_Task prompt:_
Please reproduce every one of the entries below word for word, leaving the pictures out of your answer.

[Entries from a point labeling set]
——

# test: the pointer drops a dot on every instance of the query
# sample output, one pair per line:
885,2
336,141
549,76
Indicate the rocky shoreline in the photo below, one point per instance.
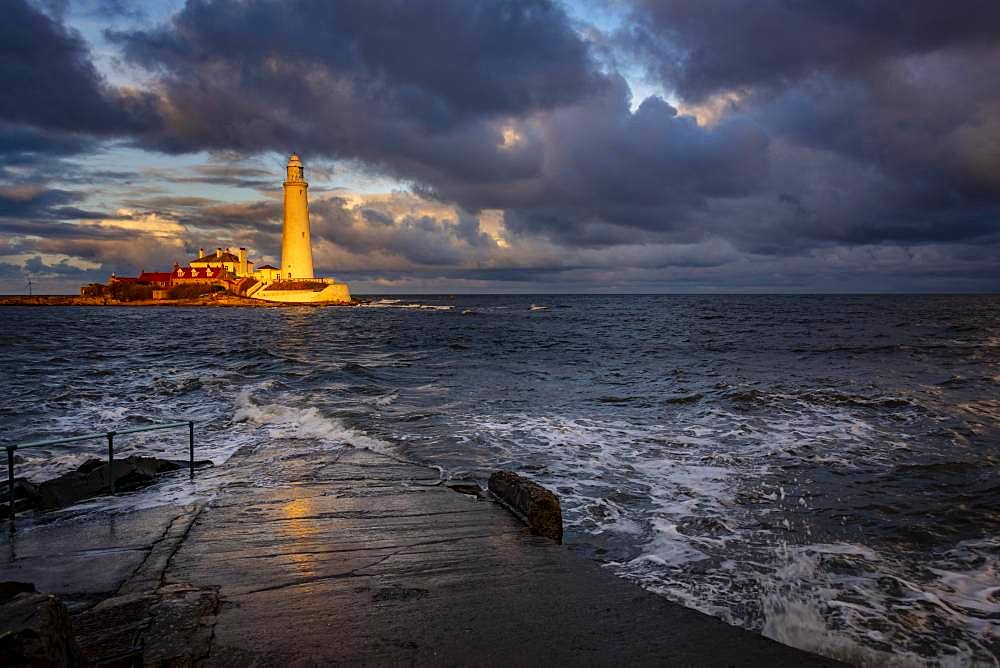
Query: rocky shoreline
296,555
211,300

——

_Solved exercise:_
# test: the pointer drops a dot on every instance of the query
# sample output, one pair per line:
885,2
336,141
549,76
Indicate the rocky shoreline in the photo below, one point per instance.
Query: rocky shoreline
296,555
211,300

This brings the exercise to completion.